(Data extracted from a collection)

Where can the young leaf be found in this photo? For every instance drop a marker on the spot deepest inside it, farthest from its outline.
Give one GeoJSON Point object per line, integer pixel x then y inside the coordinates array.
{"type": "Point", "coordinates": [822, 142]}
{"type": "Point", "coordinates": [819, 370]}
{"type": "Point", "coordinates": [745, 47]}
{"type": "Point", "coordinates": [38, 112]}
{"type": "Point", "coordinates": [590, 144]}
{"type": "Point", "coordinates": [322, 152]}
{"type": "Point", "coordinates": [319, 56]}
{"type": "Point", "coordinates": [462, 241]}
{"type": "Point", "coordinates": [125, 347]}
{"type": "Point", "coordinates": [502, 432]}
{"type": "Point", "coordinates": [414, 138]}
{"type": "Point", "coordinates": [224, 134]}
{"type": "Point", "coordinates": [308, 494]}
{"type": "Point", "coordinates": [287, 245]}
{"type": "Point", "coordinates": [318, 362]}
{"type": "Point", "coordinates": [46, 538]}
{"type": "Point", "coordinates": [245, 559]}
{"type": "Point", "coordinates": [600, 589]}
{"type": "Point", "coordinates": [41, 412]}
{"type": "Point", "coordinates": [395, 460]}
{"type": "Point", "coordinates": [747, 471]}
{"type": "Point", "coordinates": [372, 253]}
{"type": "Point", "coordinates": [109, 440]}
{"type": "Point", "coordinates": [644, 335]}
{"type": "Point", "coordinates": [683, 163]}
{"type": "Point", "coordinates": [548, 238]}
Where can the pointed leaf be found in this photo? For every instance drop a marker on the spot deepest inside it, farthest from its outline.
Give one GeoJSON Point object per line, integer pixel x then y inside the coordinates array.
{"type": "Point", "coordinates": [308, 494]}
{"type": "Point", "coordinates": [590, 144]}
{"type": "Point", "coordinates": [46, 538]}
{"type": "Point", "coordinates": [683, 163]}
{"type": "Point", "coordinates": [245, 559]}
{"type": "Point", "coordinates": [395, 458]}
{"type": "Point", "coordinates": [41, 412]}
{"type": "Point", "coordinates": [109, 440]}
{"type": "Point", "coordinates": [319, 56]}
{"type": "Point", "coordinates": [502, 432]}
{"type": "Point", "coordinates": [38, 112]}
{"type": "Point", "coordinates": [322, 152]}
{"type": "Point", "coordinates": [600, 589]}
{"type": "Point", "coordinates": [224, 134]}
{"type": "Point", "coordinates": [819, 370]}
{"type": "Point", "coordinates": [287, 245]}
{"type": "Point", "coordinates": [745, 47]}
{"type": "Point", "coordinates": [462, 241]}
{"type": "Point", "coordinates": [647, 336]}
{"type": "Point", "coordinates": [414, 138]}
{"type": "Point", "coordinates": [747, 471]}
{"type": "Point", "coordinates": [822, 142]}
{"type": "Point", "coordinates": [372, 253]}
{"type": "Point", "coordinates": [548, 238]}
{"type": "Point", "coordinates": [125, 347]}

WHAT NEEDS TO BE DONE: Your task is to copy each line of the entries that includes the word "deepest".

RESULT BELOW:
Where can the young leaf be found in this photo? For every instance drop a marker on the spot deepest inside it, farthest from its outline.
Where can the pointed leaf be found in this photo? For every instance drop a marker on the spot deepest inside it, farthest from its outline.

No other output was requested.